> **Apply what you read**:
a – Decide whether each statement agrees with the interview excerpt below. (i) The interview was first broadcast in March 2005. (ii) Crouse wrote A Different Kind of Strength by herself. (iii) Marshall places the sexual revolution in the 1980s. For each, answer yes or no and quote the words of the interview that decide it.
b – In the interview excerpt below, what positions does Crouse hold at the Beverly LaHaye Institute?
Segment Start: Exercise text
This interview was originally broadcast by Voices of Peace / UPI Perspectives in March 2005. It is reprinted with permission.

Mike Marshall:
Hello, I am Michael Marshall. Welcome to UPI Perspectives. Our guest today is Dr. Janice Shaw Crouse, executive director and senior fellow at the Beverly LaHaye Institute, a center for the study of women’s issues. Dr. Crouse recently co-authored a book with Beverly LaHaye called, A Different Kind of Strength, Rediscovering the Power of Being a Woman. She writes and lectures widely on the topic of how sexual liberation has been harmful to women. Welcome Janice, thank you for coming.

Crouse:
Thank you Michael, it is great to be with you.

Marshall:
You have done a lot of research in this area, marriage and family. The 1960s saw what has become known as the sexual revolution and my guess is that now, 45 years distant, we are able to look at the impact of that revolution, its consequences and do some systematic research on it. What do you see as having been the impact of the sexual revolution? What do we know now that people didn’t know then or chose to ignore then?
Segment End: Exercise text
Segment Start: Stored data
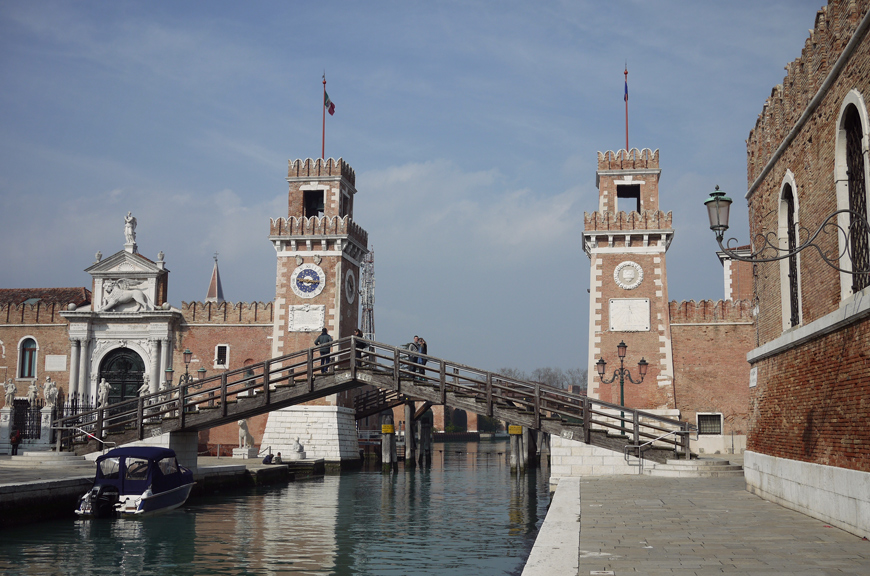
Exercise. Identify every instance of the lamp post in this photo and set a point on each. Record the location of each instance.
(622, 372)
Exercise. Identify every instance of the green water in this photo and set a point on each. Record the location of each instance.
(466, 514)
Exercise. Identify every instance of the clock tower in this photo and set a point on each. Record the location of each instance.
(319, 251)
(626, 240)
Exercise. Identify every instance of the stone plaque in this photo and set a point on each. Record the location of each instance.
Segment End: Stored data
> **Results in order**:
a –
(i) Yes: "This interview was originally broadcast by Voices of Peace / UPI Perspectives in March 2005."
(ii) No: "Dr. Crouse recently co-authored a book with Beverly LaHaye"
(iii) No: "The 1960s saw what has become known as the sexual revolution"

b – She is executive director and senior fellow.